ESTRATTO DEL TESTO:

====================

Categoria: Giurisprudenza civile di merito
Visite: 12356

Tribunale di Milano, Sez. Lav., 20 aprile 2012 - Dipendente comunale e discussione con un collega: infortunio sul lavoro


 

 

 

 

REPUBBLICA ITALIANA

IN NOME DEL POPOLO ITALIANO

TRIBUNALE DI MILANO

SEZIONE LAVORO

 

In composizione monocratica, nella persona del Magistrato:

 

Dott. Marco Lualdi Giudice

 

ha pronunciato la seguente

 

SENTENZA

 

nella causa iscritta al numero 13450 del Ruolo Generale dell'anno 2011 promossa con ricorso depositato in data 21.9.2011 e definita all'esito dell'udienza di discussione in data 20.4.2012 da:

 

Pi.En.

 

domiciliata elettivamente in Milano Corso (...) presso lo studio dell'avv. Be. che lo rappresenta e difende con procura speciale a margine del ricorso;

 

RICORRENTE

 

CONTRO

 

Comune di Milano

 

in persona del Sindaco pro tempore, domiciliato elettivamente in Milano alla via (...) presso gli uffici dell'Avvocatura Comunale con gli avv.ti Su. che lo rappresenta e difende con procura speciale a margine della comparsa di costituzione;

 

RESISTENTE

 

Oggetto: risarcimento danni da infortunio sul lavoro.

 

 

Fatto

Con ricorso depositato in data 21.9.2011 la sig.ra Pi. ha evocato in giudizio avanti il Tribunale di Milano il Comune di Milano, in persona del Sindaco pro tempore, per vedere accolte le conclusioni sopra integralmente riportate.

 

In particolare la parte ricorrente, già dipendente del Comune a far tempo dal 1988 con qualifica di Istruttore Servizi Amministrativi ed inquadramento alla posizione economica C2, ha chiesto che il Comune convenuto venisse condannato al risarcimento di tutti i danni patrimoniali, morali, biologici ed esistenziali occorsi alla lavoratrice a seguito dell'infortunio verificatosi in data 14.5.2010 presso gli uffici del Comune durante lo svolgimento dell'attività lavorativa.

 

Si costituiva ritualmente in giudizio il Comune resistente opponendosi a tutte le domande formulate e chiedendone il rigetto in quanto infondate in fatto ed in diritto.

====================

(Voci salvate)
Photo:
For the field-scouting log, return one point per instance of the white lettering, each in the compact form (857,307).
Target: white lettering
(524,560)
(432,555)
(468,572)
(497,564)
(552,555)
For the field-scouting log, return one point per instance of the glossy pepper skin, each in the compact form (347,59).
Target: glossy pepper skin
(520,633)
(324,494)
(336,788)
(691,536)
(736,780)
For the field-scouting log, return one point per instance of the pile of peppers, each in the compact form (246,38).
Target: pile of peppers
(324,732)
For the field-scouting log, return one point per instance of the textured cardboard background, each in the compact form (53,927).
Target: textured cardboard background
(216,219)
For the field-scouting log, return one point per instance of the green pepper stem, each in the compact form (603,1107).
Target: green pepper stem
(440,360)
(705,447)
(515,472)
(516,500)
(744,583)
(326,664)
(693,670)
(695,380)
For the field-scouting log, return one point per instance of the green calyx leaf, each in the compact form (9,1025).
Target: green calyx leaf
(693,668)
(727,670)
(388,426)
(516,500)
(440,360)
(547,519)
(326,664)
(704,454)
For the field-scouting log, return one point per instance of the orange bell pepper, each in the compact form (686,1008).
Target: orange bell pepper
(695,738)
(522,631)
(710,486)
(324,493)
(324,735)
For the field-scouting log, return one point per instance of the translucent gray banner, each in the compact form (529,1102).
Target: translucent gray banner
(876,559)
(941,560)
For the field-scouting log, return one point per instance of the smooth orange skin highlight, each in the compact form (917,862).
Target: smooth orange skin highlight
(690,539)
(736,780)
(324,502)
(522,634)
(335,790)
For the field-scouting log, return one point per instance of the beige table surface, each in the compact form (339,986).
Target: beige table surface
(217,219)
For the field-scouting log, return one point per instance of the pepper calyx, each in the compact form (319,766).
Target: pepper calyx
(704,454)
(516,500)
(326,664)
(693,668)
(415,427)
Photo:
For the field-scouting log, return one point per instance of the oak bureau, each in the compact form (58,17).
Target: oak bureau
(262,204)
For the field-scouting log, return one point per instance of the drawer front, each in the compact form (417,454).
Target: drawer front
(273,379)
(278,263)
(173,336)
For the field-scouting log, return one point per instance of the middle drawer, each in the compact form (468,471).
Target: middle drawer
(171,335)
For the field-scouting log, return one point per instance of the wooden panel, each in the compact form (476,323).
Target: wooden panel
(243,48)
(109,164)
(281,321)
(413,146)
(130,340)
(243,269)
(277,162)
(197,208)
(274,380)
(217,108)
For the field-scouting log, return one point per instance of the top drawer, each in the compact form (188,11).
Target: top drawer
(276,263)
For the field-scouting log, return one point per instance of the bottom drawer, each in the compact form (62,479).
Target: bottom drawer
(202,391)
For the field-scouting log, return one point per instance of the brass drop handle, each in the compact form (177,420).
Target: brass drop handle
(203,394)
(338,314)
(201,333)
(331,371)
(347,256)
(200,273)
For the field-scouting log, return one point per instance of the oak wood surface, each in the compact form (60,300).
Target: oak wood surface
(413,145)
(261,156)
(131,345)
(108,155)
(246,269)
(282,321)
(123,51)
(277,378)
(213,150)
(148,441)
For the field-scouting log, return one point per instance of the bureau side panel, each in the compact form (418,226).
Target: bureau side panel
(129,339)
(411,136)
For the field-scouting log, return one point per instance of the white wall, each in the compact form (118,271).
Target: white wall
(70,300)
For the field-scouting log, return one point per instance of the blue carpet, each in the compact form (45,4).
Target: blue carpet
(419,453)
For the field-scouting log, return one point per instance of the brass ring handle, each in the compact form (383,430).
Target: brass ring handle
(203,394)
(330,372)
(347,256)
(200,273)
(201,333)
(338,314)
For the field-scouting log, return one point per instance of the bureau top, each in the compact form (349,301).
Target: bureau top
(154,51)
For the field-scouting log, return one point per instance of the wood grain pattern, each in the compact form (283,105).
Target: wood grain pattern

====================

COMPITI:
1. Trascrivi il brano della sentenza che comincia con le parole "Con ricorso depositato in data 21.9.2011 la" e si ferma dopo "svolgimento dell'attività lavorativa.".
2. Secondo la sentenza, per quale motivo il Comune di Milano chiede il rigetto delle domande della ricorrente? Rispondi in una o due frasi.
3. Rispondi in breve a queste domande sulla sentenza:
(a) In che data è stato depositato il ricorso?
(b) In che data si è verificato l'infortunio?
(c) Quale qualifica aveva la ricorrente presso il Comune?
L'elenco è materiale separato e non fa parte della sentenza.

RISPOSTE AI COMPITI:
1.
Con ricorso depositato in data 21.9.2011 la sig.ra Pi. ha evocato in giudizio avanti il Tribunale di Milano il Comune di Milano, in persona del Sindaco pro tempore, per vedere accolte le conclusioni sopra integralmente riportate.

 

In particolare la parte ricorrente, già dipendente del Comune a far tempo dal 1988 con qualifica di Istruttore Servizi Amministrativi ed inquadramento alla posizione economica C2, ha chiesto che il Comune convenuto venisse condannato al risarcimento di tutti i danni patrimoniali, morali, biologici ed esistenziali occorsi alla lavoratrice a seguito dell'infortunio verificatosi in data 14.5.2010 presso gli uffici del Comune durante lo svolgimento dell'attività lavorativa.

2. Il Comune si oppone a tutte le domande della ricorrente e ne chiede il rigetto. Le ritiene infatti infondate in fatto e in diritto.

3.
(a) Il 21.9.2011.
(b) Il 14.5.2010.
(c) Istruttore Servizi Amministrativi, con inquadramento alla posizione economica C2.